Today, the three classical biological explanations of the individual self––the immune system, the brain, the genome––are being challenged by the new field of microbiome research. Evidence shows that our resident microbes orchestrate the adaptive immune system, influence the brain, and contribute more gene functions than our own genome. The realization that humans are not individual, discrete entities but rather the outcome of ever-changing interactions with microorganisms has consequences beyond the biological disciplines. In particular, it calls into question the assumption that distinctive human traits set us apart from all other animals––and therefore also the traditional disciplinary divisions between the arts and the sciences.

Challenges to the classical biological explanations of the individual self

Are we humans really the individual, bounded selves we take ourselves to be? Until recently, little seemed more obvious to both the natural and the human sciences. The former found the material basis of the individual human self in the adaptive immune system, the brain, and the genome sequence, and the latter catalogued the many different ways in which humans—across time and space—have learned to make sense of what it means to be an individual self. The discrete self was a philosophical certainty in both the natural and the human sciences.

> _Records supplied_:
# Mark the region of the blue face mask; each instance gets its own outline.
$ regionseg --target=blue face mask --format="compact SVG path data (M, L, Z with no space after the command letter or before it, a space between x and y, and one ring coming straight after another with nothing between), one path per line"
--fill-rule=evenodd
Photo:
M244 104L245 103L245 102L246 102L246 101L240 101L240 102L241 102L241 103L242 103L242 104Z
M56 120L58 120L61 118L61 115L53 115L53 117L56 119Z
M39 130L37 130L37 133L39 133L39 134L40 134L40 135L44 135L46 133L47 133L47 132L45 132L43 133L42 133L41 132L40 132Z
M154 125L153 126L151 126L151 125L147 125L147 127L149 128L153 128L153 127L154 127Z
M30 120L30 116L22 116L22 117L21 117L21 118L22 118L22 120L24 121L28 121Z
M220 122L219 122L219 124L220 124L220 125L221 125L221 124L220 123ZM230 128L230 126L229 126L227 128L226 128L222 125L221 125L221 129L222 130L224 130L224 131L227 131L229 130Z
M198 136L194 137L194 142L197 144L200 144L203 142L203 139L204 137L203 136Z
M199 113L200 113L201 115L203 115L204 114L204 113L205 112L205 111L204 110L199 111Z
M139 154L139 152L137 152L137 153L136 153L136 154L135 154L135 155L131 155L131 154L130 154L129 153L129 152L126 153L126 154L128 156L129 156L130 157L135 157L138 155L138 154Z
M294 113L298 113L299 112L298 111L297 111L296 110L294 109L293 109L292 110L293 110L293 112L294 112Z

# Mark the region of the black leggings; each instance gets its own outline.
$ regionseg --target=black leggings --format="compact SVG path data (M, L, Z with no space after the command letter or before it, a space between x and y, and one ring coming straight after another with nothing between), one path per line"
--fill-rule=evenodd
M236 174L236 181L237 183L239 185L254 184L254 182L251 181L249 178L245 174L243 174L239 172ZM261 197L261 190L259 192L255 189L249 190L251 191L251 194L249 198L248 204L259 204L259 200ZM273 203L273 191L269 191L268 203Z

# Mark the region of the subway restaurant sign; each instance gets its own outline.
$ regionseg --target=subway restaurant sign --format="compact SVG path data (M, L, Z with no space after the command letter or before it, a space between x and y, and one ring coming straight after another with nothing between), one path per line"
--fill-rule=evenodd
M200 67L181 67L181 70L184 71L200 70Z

> _Task A_: In the microbiome passage, which three classical biological explanations of the individual self are being challenged?
> _Task B_: Reproduce the microbiome passage starting at "Challenges to the" and ending at "in both the natural and the human sciences.".
> _Task C_: Write the next part of the passage on microbiome research and the individual self, picking up after its final sentence.

> _Reply A_: The immune system, the brain, and the genome.

> _Reply B_:
Challenges to the classical biological explanations of the individual self

Are we humans really the individual, bounded selves we take ourselves to be? Until recently, little seemed more obvious to both the natural and the human sciences. The former found the material basis of the individual human self in the adaptive immune system, the brain, and the genome sequence, and the latter catalogued the many different ways in which humans—across time and space—have learned to make sense of what it means to be an individual self. The discrete self was a philosophical certainty in both the natural and the human sciences.

> _Reply C_:
Today, this philosophical certainty––and therefore our sense of self––faces major challenges [14]. The source of this challenge is at first sight improbable: the study of microorganisms. It has been known from the inception of microbiology as a discipline in the 19th century (and arguably back to the invention of the microscope by van Leeuwenhoek in the 17th century) that animals, including humans, bear many microorganisms. Until recently, however, these microorganisms were generally treated as either pathogens or as insignificant: the absence of microbes was equated with health. This classical understanding of microbes has been called into question with the recent emergence of low-cost, high-throughput gene sequencing techniques that have enabled the study of microbial communities without cultivation. There is now overwhelming evidence that normal development as well as the maintenance of the organism depend on the microorganisms (collectively the microbiome [5]) that we harbor. The human is not a unitary entity but a dynamic and interactive community of human cells and microbial cells. By current estimates, approximately half of the cells in our body are microbial [6].

Life scientists, including clinicians, are increasingly recognizing the critical importance of the microbiome for what was previously regarded as self-enclosed human biology [7]. Microbiome science is leading to a major reassessment of biological processes as varied as the physiological function of specific organs, the composition of metabolites in body fluids, and the management of transmissible diseases. As microbiome research matures, broad patterns are emerging.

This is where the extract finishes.